→ **BRIEF**
In the data that follows, find the line containing "Q: Find one point on every instance of the gray hair"; then quote that line and every line after it, exactly, through the last one.

++++ ITEMS ++++

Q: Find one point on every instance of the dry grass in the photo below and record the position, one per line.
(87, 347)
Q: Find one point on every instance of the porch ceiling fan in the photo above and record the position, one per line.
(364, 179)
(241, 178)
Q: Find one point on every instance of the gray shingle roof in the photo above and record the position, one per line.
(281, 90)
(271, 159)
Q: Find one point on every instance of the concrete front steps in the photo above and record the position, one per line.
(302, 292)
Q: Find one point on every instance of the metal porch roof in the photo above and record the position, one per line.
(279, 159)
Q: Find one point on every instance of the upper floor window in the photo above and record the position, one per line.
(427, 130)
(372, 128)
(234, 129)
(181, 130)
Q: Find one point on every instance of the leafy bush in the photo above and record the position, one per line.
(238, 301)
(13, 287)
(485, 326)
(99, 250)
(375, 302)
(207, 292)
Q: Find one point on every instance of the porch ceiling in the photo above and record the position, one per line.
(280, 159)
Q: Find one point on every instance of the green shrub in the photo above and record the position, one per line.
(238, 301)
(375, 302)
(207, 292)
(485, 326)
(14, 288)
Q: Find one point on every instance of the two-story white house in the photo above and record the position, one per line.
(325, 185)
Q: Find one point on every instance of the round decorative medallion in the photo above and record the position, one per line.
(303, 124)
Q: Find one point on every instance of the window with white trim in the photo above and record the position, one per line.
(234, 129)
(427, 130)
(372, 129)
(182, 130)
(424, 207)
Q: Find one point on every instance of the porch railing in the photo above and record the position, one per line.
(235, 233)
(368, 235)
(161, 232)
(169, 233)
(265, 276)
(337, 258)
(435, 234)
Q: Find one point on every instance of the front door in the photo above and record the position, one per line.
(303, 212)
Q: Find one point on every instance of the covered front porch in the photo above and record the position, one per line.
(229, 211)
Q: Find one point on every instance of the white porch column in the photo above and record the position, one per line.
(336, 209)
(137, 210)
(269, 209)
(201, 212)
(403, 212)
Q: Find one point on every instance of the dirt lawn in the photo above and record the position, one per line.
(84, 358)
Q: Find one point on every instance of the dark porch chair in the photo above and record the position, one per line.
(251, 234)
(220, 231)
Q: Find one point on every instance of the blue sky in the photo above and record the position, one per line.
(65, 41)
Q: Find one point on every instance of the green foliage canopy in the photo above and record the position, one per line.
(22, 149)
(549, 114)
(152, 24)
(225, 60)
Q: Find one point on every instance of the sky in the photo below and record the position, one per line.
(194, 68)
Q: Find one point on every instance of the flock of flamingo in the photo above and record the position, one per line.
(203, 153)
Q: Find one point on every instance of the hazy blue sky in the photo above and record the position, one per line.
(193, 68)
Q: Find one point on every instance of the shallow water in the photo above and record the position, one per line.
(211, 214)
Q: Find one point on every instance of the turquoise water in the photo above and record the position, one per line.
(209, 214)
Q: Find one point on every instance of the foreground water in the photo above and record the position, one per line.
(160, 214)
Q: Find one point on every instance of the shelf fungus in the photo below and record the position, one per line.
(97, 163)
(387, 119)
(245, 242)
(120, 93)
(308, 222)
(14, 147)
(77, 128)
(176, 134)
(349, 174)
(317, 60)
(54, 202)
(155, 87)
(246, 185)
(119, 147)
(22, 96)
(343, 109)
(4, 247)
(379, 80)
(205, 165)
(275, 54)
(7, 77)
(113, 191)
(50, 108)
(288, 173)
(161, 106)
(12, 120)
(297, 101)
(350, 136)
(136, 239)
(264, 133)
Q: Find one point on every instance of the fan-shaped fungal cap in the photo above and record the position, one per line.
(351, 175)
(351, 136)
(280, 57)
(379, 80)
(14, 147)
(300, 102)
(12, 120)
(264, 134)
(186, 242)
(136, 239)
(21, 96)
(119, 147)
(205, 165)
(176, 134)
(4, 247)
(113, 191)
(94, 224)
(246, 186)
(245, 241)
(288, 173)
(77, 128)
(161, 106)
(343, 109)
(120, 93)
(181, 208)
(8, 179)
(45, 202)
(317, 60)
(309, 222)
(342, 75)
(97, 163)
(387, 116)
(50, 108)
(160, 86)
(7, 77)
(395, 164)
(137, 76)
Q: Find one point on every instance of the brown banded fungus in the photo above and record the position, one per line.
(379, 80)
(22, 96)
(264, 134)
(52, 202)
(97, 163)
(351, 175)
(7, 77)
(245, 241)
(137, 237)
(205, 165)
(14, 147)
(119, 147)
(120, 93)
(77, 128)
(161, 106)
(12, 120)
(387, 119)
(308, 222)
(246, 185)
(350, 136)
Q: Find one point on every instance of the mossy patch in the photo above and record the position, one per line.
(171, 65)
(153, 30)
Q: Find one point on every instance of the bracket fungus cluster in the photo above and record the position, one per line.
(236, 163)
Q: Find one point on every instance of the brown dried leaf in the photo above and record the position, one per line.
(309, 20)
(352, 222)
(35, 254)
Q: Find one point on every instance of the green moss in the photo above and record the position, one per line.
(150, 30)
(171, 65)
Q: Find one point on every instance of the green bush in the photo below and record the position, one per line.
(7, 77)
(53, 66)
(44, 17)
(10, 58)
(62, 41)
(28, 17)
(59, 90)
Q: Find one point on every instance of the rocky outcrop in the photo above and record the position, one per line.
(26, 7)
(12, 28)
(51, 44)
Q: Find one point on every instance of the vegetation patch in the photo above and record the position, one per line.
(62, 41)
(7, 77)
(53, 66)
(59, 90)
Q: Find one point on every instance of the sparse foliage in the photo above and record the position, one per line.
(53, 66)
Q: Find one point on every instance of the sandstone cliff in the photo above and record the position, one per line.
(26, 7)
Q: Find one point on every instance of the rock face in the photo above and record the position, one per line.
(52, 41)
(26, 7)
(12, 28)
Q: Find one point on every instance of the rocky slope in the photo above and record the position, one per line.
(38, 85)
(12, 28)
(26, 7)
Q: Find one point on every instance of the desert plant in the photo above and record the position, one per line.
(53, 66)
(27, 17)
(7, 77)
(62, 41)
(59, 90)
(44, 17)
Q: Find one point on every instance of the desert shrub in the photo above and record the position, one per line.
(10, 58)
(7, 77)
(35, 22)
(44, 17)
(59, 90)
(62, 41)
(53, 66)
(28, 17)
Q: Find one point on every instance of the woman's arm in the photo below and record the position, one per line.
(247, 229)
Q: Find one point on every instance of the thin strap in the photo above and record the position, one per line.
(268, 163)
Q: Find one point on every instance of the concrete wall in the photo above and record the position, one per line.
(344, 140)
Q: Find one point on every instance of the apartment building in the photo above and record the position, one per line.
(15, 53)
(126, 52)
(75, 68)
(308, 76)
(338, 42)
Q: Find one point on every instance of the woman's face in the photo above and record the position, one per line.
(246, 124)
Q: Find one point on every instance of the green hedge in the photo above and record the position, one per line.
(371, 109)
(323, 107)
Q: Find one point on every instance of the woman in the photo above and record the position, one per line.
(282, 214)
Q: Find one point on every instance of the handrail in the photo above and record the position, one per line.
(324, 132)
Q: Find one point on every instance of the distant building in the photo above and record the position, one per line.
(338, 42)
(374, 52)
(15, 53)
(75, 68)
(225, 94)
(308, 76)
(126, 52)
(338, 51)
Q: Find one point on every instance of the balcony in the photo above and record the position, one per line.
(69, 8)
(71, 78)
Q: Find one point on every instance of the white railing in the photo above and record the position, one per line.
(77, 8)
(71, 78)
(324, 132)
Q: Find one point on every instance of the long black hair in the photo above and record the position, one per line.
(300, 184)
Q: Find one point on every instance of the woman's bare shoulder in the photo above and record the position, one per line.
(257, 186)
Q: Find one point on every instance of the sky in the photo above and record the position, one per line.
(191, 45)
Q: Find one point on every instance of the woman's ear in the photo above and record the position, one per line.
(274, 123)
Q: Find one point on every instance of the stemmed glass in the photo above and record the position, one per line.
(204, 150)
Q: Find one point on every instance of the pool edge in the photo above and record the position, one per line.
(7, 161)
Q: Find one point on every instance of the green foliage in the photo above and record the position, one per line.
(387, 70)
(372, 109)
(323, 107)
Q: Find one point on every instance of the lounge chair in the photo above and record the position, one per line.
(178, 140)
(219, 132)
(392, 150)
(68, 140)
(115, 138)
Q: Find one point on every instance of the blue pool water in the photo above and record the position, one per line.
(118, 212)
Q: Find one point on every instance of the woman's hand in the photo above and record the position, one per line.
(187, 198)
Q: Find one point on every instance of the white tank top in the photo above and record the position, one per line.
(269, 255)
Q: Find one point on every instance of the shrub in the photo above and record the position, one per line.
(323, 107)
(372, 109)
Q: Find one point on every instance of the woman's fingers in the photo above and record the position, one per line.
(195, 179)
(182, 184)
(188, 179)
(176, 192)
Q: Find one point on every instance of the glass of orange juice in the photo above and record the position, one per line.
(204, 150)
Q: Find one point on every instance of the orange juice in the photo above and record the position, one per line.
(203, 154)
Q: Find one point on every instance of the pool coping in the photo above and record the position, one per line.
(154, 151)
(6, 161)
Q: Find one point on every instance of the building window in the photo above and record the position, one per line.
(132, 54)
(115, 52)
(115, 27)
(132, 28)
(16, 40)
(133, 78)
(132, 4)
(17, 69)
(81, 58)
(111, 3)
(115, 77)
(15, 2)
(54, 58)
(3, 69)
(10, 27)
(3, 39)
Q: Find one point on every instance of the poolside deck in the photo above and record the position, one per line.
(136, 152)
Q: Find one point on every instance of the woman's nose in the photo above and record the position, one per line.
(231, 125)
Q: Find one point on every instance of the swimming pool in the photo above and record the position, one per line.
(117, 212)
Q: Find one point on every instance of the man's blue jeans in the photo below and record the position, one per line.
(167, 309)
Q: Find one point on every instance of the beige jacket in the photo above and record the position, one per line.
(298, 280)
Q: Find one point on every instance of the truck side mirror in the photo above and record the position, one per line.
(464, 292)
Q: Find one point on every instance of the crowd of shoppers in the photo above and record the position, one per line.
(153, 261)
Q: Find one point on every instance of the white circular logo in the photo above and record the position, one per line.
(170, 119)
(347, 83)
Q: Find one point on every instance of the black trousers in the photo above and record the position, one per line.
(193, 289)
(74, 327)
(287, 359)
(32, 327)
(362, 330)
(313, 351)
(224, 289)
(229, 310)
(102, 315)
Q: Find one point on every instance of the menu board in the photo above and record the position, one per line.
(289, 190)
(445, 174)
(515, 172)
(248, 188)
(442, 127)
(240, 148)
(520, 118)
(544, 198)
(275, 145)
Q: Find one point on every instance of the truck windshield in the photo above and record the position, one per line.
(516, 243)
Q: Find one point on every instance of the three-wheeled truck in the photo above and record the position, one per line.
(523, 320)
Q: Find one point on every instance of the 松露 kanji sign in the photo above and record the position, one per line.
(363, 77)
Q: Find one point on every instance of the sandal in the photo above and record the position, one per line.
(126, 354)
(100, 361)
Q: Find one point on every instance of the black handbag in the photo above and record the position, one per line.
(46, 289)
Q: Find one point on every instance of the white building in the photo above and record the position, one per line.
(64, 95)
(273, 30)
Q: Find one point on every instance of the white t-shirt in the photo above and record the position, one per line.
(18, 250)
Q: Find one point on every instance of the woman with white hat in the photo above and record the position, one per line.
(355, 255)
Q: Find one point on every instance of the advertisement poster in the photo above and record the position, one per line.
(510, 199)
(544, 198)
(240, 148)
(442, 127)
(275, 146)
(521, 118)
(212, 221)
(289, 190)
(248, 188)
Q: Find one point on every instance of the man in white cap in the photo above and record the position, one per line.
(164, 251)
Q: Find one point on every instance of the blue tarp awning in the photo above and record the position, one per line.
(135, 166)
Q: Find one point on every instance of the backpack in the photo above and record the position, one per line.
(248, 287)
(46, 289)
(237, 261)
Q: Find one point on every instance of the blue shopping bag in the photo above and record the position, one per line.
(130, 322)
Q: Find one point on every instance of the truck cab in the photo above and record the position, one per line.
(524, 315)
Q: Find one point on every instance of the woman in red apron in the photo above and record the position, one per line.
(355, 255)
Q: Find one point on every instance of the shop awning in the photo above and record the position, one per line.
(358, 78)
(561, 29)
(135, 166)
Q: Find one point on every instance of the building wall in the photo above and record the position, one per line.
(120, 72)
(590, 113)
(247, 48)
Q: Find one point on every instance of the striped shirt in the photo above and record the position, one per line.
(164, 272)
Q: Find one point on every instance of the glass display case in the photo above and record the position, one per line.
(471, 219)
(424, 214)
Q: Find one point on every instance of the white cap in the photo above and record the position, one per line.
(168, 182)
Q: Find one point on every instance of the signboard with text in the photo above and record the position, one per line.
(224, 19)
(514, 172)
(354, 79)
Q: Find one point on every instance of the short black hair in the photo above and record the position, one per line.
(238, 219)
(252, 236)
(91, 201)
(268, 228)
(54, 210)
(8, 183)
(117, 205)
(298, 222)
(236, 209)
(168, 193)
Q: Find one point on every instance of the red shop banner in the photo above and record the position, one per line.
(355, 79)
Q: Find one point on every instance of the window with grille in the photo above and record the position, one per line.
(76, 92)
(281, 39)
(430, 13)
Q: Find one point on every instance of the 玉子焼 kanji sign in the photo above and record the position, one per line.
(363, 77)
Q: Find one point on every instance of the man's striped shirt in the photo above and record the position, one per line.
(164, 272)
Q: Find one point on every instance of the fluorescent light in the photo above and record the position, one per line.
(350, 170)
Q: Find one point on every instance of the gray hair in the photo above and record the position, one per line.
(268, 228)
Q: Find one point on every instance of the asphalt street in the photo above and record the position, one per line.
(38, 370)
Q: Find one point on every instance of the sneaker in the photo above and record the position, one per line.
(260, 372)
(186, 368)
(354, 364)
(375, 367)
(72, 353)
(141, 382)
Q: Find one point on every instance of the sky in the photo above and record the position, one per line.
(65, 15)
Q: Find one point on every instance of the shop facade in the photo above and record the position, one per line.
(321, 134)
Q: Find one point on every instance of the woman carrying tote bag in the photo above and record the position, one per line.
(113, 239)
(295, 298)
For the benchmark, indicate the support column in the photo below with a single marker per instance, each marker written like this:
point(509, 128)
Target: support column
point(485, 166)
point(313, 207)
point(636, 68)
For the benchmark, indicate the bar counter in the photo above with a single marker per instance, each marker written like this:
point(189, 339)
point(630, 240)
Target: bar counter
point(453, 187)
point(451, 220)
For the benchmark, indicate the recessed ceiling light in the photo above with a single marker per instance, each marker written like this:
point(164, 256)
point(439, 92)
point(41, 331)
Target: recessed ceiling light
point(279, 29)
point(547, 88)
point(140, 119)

++++

→ **SOLUTION FOR THIS EXERCISE**
Q: Find one point on every instance of the gray hair in the photo above and record the position, one per line.
(268, 228)
Q: Find one point on every instance of the asphalt street in the photo above and record the position, one per line.
(38, 370)
Q: Find one point on every instance of the sneaker in the photo above and record the position, one per line.
(260, 372)
(186, 368)
(354, 364)
(375, 367)
(72, 353)
(141, 382)
Q: Find one point on every instance of the sky in the photo above and record the position, one per line.
(65, 15)
Q: Find one point on every instance of the shop facade in the photo above and record the position, one per line.
(321, 134)
Q: Find one point on every instance of the woman carrying tote bag in the photo above and record the position, one per line.
(113, 239)
(295, 298)
For the benchmark, indicate the support column in the photo below with a single marker per instance, each marker written like this:
point(509, 128)
Target: support column
point(485, 166)
point(313, 207)
point(636, 68)
For the benchmark, indicate the bar counter in the photo above with a single marker per instance, each marker written like this:
point(189, 339)
point(630, 240)
Target: bar counter
point(453, 187)
point(451, 220)
For the benchmark, indicate the recessed ceiling light in the photo above with a single marker per instance, each marker written like this:
point(164, 256)
point(439, 92)
point(41, 331)
Target: recessed ceiling light
point(279, 29)
point(547, 88)
point(140, 119)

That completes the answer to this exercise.